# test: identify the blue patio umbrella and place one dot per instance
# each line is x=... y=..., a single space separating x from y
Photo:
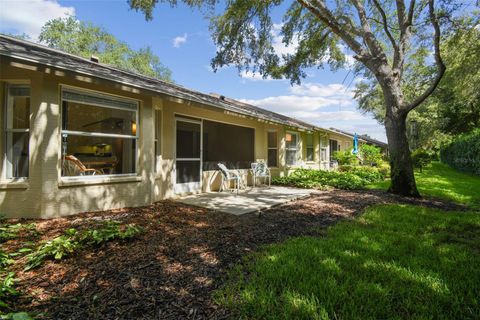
x=355 y=144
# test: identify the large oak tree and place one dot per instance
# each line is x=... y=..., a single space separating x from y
x=382 y=34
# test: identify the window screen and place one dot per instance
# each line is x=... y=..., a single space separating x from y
x=229 y=144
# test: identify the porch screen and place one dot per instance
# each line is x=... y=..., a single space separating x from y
x=229 y=144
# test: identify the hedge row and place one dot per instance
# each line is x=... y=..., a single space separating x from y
x=350 y=178
x=463 y=153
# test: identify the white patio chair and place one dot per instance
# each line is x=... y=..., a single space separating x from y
x=227 y=177
x=260 y=170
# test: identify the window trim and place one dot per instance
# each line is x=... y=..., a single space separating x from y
x=297 y=148
x=157 y=140
x=7 y=167
x=312 y=147
x=104 y=178
x=273 y=148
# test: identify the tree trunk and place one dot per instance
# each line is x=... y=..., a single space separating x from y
x=403 y=179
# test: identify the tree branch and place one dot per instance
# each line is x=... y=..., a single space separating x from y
x=438 y=60
x=320 y=10
x=370 y=39
x=385 y=25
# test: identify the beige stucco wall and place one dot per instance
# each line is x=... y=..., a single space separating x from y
x=45 y=194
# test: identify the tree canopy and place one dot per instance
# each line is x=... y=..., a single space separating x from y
x=85 y=39
x=454 y=107
x=382 y=35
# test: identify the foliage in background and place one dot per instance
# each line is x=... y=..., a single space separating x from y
x=85 y=39
x=440 y=181
x=320 y=179
x=73 y=240
x=8 y=278
x=393 y=262
x=454 y=107
x=421 y=158
x=463 y=153
x=11 y=231
x=345 y=157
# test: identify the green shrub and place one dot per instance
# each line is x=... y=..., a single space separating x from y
x=421 y=159
x=384 y=169
x=356 y=178
x=11 y=231
x=463 y=153
x=7 y=288
x=370 y=174
x=345 y=157
x=371 y=155
x=74 y=240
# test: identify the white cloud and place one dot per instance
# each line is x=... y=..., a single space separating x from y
x=320 y=90
x=331 y=105
x=178 y=41
x=255 y=76
x=315 y=116
x=307 y=97
x=28 y=16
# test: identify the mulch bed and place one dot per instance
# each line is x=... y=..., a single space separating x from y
x=172 y=269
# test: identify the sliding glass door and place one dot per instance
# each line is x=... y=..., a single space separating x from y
x=188 y=157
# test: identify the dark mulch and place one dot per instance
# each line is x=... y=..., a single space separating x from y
x=171 y=270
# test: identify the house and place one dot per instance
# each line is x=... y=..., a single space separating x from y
x=81 y=136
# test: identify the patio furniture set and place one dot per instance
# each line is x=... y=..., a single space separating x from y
x=259 y=170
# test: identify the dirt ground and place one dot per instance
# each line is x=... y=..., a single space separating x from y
x=171 y=270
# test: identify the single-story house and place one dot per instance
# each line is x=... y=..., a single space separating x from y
x=362 y=139
x=82 y=136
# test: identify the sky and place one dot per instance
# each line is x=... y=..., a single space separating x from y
x=181 y=38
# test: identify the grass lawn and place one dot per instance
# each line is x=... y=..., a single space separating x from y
x=439 y=180
x=394 y=262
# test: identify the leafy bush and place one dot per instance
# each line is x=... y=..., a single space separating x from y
x=371 y=155
x=319 y=179
x=110 y=231
x=463 y=153
x=345 y=157
x=421 y=159
x=370 y=174
x=7 y=288
x=74 y=240
x=384 y=169
x=56 y=248
x=11 y=231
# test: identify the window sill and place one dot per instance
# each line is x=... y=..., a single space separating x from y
x=87 y=181
x=14 y=184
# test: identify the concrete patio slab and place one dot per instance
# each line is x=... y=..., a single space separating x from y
x=246 y=201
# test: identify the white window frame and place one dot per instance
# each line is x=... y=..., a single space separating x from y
x=273 y=148
x=8 y=162
x=158 y=123
x=66 y=133
x=307 y=146
x=296 y=148
x=324 y=148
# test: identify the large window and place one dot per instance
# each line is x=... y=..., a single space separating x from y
x=291 y=148
x=99 y=134
x=334 y=146
x=17 y=131
x=310 y=149
x=323 y=149
x=272 y=149
x=229 y=144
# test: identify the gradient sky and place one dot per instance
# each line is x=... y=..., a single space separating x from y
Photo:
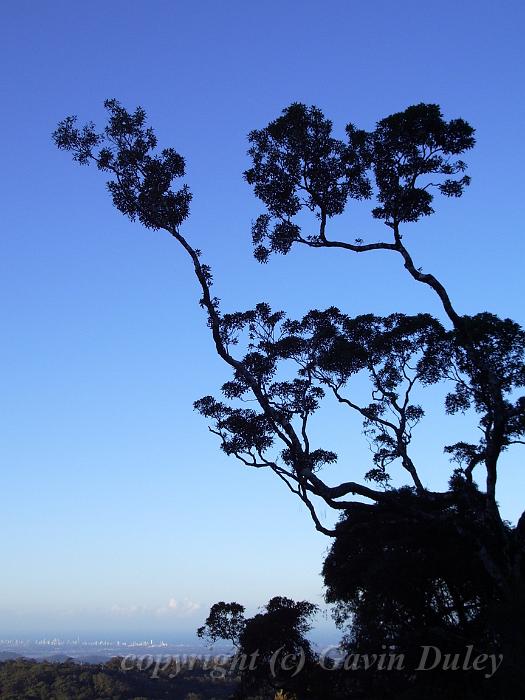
x=118 y=511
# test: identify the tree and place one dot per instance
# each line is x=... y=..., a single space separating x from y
x=273 y=651
x=300 y=169
x=225 y=621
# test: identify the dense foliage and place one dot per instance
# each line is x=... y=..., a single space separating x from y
x=445 y=558
x=25 y=679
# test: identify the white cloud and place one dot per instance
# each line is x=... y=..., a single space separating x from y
x=179 y=608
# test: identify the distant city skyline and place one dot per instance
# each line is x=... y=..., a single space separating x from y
x=120 y=514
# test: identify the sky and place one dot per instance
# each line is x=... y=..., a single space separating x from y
x=118 y=511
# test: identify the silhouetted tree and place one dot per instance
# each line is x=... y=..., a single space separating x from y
x=225 y=621
x=273 y=651
x=299 y=169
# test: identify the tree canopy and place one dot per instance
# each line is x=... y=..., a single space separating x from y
x=305 y=177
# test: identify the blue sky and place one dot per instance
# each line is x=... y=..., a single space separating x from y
x=118 y=510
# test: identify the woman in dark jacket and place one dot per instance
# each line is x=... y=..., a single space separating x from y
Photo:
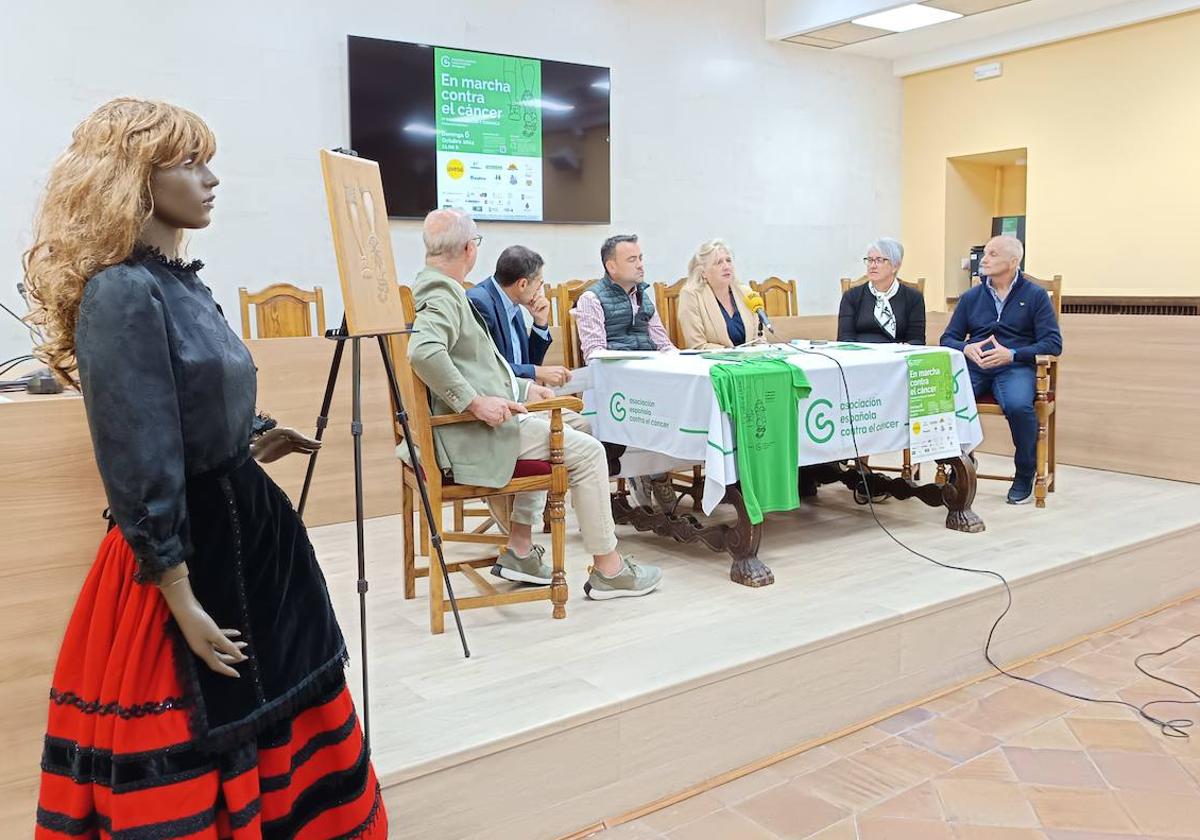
x=882 y=310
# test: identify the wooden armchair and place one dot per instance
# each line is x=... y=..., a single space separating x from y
x=282 y=311
x=529 y=475
x=1044 y=405
x=778 y=297
x=666 y=300
x=568 y=295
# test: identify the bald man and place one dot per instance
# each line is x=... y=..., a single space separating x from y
x=1002 y=327
x=453 y=352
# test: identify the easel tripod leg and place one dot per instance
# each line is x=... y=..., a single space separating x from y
x=426 y=508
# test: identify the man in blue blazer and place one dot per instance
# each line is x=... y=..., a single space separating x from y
x=1002 y=327
x=498 y=300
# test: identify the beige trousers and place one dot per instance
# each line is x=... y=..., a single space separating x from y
x=587 y=468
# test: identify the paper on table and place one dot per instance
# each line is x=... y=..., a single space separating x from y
x=611 y=355
x=579 y=382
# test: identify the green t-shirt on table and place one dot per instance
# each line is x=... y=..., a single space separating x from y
x=761 y=396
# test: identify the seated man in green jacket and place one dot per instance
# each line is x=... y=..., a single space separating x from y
x=454 y=354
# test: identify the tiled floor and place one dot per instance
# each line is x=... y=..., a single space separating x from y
x=995 y=761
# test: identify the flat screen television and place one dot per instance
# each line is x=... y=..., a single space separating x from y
x=505 y=137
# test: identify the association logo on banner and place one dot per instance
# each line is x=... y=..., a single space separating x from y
x=636 y=411
x=617 y=407
x=819 y=425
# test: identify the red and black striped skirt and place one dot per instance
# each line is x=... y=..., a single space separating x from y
x=120 y=759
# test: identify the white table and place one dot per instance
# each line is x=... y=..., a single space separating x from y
x=665 y=405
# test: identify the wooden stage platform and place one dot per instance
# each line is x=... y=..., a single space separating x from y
x=552 y=727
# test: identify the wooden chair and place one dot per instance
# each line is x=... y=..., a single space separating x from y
x=529 y=475
x=666 y=300
x=1044 y=405
x=282 y=311
x=778 y=297
x=568 y=295
x=847 y=283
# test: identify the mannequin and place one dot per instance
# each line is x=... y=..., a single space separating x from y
x=203 y=655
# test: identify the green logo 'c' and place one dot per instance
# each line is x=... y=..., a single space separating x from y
x=817 y=421
x=617 y=406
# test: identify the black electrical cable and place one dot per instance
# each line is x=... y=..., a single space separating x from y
x=1173 y=729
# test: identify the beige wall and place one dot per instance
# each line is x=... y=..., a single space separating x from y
x=1111 y=126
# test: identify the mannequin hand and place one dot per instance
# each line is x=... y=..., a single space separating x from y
x=275 y=443
x=211 y=645
x=215 y=647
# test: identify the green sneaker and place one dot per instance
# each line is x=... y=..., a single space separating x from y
x=630 y=582
x=529 y=569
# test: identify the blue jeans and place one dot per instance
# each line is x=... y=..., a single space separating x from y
x=1014 y=390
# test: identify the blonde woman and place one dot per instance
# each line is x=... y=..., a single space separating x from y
x=199 y=690
x=713 y=313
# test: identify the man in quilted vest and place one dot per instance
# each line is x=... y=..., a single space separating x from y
x=618 y=313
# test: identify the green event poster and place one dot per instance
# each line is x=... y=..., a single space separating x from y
x=930 y=384
x=487 y=105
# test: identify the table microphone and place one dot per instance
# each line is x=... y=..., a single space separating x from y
x=754 y=300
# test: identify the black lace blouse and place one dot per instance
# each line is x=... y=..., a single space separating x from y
x=169 y=391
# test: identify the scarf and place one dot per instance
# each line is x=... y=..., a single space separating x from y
x=883 y=313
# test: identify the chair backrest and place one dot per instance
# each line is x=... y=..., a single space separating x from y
x=1054 y=288
x=568 y=295
x=847 y=283
x=778 y=297
x=282 y=311
x=666 y=300
x=414 y=393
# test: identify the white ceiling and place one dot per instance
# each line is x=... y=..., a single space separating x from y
x=1001 y=30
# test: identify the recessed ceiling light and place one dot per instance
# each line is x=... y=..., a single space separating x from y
x=901 y=19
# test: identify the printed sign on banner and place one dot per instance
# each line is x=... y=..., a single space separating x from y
x=933 y=427
x=490 y=135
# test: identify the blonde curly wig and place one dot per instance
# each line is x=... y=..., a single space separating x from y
x=97 y=201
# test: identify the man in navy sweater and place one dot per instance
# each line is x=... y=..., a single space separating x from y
x=1002 y=327
x=517 y=282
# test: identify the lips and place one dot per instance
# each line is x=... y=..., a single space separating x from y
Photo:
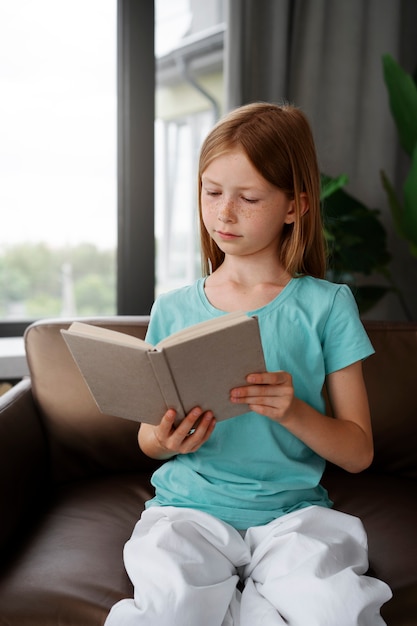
x=226 y=236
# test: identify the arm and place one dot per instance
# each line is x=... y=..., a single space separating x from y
x=165 y=440
x=345 y=440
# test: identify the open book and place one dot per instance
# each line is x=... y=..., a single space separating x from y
x=197 y=366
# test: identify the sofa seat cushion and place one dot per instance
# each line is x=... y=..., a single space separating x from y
x=387 y=506
x=70 y=572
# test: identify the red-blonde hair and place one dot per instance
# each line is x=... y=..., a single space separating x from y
x=279 y=143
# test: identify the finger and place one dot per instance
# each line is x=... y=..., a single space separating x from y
x=269 y=378
x=167 y=423
x=199 y=435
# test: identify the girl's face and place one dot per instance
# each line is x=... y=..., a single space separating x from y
x=242 y=212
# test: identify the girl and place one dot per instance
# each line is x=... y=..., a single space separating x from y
x=240 y=531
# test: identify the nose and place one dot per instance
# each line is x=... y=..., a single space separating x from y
x=226 y=211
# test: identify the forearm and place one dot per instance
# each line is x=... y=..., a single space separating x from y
x=340 y=441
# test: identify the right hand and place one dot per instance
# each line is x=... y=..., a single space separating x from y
x=166 y=440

### [TASK REQUIREMENTS]
Your answer should be a single number: how many lines in the preceding entries contain "white".

### [RESULT FOR THIS EXERCISE]
6